[Photo object pointing records]
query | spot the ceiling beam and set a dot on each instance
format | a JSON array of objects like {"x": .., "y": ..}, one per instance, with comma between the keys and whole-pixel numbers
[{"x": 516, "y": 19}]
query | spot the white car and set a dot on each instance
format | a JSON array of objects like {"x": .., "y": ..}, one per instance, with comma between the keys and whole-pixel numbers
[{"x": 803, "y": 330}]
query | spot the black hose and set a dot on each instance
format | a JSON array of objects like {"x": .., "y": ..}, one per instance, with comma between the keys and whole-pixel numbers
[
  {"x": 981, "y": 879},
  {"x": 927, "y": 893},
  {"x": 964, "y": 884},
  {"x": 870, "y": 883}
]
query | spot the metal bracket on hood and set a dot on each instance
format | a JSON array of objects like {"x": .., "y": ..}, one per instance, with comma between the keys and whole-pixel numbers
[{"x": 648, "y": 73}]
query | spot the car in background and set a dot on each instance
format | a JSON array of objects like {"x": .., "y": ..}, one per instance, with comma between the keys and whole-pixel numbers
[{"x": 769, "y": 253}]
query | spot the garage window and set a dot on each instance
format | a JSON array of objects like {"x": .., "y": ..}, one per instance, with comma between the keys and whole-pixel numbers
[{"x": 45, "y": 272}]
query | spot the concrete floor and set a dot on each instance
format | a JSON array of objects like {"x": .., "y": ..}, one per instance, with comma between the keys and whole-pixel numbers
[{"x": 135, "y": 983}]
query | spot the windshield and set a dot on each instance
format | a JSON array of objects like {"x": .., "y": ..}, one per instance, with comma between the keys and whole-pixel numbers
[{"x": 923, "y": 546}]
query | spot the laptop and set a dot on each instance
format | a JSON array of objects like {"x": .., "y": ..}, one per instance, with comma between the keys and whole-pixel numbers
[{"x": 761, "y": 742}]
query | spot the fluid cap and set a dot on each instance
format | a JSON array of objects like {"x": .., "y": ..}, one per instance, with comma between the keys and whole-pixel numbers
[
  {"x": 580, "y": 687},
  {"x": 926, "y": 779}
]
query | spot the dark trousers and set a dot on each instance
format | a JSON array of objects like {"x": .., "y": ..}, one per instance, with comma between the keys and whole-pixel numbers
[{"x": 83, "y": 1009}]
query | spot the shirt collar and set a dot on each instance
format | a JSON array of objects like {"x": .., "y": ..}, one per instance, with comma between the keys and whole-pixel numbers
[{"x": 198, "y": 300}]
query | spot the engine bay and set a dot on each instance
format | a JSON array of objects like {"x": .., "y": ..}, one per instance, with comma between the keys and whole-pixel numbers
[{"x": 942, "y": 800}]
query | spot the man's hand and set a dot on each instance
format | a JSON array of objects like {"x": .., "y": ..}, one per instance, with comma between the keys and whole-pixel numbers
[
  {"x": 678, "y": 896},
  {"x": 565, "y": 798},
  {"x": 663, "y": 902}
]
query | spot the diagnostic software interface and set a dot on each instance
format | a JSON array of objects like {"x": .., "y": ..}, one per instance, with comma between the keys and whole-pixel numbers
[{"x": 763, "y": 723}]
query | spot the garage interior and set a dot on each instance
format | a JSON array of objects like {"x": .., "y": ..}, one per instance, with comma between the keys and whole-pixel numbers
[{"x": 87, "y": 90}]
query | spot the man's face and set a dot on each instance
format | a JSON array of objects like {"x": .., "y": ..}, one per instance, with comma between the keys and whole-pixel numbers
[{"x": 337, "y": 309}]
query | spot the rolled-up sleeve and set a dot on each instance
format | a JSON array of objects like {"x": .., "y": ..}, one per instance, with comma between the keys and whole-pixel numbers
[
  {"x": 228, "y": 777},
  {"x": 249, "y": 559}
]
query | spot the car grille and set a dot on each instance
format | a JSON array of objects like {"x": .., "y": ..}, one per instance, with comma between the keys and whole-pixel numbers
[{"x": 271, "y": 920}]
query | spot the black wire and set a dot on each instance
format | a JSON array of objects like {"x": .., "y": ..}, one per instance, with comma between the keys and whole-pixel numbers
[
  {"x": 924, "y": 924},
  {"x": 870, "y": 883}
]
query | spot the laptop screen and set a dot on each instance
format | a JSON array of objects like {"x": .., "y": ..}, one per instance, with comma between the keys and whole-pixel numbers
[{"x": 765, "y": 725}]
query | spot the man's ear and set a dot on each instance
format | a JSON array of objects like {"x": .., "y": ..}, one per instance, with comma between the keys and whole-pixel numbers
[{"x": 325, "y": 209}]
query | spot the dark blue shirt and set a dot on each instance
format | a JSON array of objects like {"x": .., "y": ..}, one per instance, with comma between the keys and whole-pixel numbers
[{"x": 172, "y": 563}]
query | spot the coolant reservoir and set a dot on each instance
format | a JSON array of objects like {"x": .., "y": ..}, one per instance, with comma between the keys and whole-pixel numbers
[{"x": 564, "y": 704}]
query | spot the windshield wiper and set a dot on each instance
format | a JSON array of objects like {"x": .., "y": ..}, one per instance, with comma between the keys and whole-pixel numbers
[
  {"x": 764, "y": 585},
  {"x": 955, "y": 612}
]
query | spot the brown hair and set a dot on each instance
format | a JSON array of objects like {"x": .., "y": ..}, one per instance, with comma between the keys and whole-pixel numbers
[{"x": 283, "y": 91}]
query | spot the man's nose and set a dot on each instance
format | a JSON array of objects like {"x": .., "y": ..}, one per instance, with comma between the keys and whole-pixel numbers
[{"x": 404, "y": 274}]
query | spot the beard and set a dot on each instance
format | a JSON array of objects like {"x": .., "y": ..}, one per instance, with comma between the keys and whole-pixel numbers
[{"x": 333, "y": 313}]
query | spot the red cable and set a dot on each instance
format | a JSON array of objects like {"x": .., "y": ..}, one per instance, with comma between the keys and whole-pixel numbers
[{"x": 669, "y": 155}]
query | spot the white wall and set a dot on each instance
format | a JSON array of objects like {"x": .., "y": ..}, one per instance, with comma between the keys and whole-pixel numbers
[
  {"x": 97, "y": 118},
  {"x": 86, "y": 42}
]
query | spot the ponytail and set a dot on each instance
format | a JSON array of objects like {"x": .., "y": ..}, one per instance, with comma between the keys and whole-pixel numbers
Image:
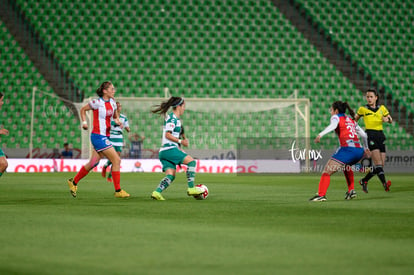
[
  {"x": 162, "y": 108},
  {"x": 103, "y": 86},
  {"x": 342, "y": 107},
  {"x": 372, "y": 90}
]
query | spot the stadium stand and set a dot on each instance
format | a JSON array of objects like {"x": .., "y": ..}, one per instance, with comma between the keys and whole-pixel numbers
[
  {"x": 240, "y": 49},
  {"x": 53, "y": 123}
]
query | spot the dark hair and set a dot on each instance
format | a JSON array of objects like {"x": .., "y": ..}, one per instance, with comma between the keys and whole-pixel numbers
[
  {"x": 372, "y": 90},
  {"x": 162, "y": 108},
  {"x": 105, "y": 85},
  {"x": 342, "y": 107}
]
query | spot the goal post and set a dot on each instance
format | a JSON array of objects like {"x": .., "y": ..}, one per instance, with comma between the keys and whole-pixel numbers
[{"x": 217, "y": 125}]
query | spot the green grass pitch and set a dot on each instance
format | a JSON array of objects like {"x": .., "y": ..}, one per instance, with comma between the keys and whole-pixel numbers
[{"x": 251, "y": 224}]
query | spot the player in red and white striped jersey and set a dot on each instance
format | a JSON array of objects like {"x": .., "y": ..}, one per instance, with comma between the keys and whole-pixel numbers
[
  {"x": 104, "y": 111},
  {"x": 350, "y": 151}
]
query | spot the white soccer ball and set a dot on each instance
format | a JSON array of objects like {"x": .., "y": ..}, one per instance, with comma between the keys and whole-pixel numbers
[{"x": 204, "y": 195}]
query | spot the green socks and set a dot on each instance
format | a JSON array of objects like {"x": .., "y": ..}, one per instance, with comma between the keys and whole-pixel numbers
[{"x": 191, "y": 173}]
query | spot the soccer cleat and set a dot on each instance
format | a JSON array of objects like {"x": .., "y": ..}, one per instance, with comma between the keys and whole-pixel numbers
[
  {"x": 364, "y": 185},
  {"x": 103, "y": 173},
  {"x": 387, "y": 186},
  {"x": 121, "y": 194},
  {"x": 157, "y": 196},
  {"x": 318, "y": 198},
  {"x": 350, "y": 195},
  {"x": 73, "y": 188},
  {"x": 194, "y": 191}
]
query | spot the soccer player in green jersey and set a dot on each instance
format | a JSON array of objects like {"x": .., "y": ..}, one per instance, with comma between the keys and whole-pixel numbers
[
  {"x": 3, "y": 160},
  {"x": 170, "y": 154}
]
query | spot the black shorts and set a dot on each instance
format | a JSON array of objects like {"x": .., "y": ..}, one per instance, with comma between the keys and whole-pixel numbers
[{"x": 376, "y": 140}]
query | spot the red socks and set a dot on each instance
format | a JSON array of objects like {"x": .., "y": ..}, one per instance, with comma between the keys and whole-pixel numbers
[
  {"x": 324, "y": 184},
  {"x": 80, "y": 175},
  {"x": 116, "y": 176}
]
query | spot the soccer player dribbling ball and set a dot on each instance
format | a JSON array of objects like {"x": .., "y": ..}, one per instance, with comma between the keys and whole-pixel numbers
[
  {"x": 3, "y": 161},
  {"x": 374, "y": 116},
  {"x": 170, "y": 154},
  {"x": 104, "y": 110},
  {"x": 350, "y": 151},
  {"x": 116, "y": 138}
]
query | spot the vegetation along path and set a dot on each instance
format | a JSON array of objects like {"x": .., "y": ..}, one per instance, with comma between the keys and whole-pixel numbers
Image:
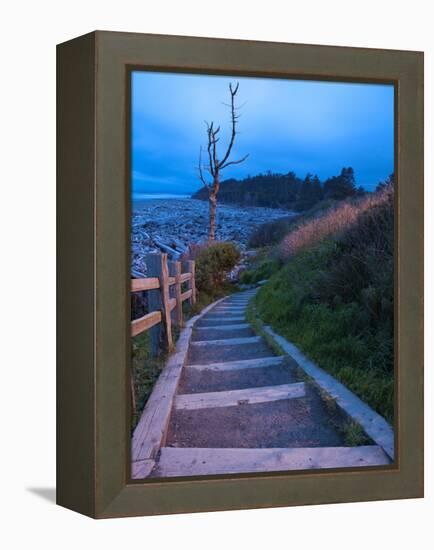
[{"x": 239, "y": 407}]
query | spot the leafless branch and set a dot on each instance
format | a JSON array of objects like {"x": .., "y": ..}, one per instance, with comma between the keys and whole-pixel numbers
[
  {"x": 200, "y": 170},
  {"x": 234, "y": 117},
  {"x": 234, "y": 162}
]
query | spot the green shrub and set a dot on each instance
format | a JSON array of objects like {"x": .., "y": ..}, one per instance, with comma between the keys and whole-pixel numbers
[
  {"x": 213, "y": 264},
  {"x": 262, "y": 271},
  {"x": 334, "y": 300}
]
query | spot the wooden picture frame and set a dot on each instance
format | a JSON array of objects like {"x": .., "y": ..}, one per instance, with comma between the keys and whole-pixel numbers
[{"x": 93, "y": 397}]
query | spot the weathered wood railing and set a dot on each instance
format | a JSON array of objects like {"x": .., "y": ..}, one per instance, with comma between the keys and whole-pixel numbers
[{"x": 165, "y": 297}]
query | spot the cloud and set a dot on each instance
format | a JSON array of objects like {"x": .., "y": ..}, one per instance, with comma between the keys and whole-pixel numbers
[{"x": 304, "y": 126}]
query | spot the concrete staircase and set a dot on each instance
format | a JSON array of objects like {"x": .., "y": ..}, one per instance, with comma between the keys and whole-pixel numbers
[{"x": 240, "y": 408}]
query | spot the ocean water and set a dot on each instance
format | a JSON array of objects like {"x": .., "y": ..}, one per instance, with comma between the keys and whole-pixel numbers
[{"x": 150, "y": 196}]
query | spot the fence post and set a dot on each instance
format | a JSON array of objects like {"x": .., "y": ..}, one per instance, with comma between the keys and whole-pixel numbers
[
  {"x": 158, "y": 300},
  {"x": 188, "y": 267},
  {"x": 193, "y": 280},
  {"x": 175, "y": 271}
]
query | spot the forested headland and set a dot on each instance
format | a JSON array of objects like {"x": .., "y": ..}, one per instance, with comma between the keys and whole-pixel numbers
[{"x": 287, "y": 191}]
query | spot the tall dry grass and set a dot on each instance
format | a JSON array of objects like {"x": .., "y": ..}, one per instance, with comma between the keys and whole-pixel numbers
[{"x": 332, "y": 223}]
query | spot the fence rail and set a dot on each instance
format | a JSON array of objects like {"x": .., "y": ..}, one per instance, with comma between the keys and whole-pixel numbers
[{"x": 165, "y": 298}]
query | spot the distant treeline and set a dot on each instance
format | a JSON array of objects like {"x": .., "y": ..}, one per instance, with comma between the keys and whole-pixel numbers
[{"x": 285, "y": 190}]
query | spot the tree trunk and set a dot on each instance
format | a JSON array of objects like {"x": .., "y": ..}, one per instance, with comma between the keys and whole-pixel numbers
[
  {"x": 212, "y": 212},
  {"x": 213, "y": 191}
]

## [What is required]
Quote exactly and only the lines from the one holding "query | spot the tall" through the end of the data.

## [Correct output]
query | spot the tall dry grass and set a dot on each instance
format | a JSON array of objects like {"x": .., "y": ..}, one per instance, with comma between the keys and whole-pixel numbers
[{"x": 332, "y": 223}]
query | spot the fence rail and set a dot on each instance
format | a JSON array of objects like {"x": .., "y": ..}, one per instance, with comma between the keys and whole-pixel numbers
[{"x": 165, "y": 298}]
query | spot the distant treeline and set a dot on each instance
format | a JSON array of objects like {"x": .., "y": ..}, one per instance, with comma between the keys and whole-pixel numbers
[{"x": 285, "y": 190}]
query | spot the tree trunk and set a dot on each instance
format | a JSON array of objects like {"x": .., "y": ..}, one per instance, with comma between the keys and whole-pixel numbers
[
  {"x": 212, "y": 212},
  {"x": 213, "y": 191}
]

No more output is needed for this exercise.